For every record below, write out an exact copy.

AVAILABLE RECORDS below:

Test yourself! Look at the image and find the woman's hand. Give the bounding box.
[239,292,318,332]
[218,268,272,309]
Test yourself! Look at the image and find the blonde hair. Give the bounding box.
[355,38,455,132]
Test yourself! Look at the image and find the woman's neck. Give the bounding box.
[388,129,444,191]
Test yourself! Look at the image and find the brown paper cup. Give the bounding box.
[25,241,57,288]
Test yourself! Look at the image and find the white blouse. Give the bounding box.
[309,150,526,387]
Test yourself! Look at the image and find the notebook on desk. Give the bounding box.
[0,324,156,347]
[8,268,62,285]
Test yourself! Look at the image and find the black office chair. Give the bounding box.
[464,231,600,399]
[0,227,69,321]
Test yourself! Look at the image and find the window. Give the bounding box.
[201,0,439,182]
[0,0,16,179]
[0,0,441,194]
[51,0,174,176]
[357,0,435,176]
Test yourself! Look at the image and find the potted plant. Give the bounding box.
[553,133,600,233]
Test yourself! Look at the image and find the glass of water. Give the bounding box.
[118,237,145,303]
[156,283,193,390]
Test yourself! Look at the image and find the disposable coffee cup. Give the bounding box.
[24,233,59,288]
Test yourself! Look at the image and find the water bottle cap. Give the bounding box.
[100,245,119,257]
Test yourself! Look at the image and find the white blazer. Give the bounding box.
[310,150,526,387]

End of AVAILABLE RECORDS.

RESULT:
Test yourself! Look at the image and find the woman's hand. Give the bounding box.
[239,292,318,332]
[218,268,272,309]
Test yourself! Look at the image and find the blonde hair. Give the bounding box.
[355,38,455,132]
Test yourself! Look at the image and find the woman's neck. Give the bounding box.
[388,129,444,191]
Test yourself! Look at the image and find the brown paper cup. Give the bounding box.
[25,241,57,288]
Test yourself! Look at the image and find the white blouse. Give the bounding box.
[309,150,526,387]
Test yourself! Look at the image and find the notebook on desk. Give the bounding box.
[0,324,156,347]
[8,268,62,285]
Test yourself! Look at the image and find the black office chair. Give the bounding box.
[464,231,600,399]
[0,227,69,321]
Test yourself! Look at the image and find the window. Give the bounding box.
[201,0,439,182]
[0,0,16,179]
[0,0,441,194]
[51,0,174,176]
[357,0,435,176]
Test yourself! Look at the image and find the potted plant. Give the bounding box.
[553,133,600,233]
Test yourself! Look at the image and find the glass of water. Give the bounding box.
[118,237,145,303]
[156,283,193,390]
Test yourself! Look at the image and find the disposable coffee cup. Give the bounding box.
[24,233,59,288]
Test yourself! Look at the image and find the water bottle cap. Give the bounding box.
[100,245,119,257]
Test yourself! Look at the image and find the white blazer. Give the bounding box.
[310,150,526,387]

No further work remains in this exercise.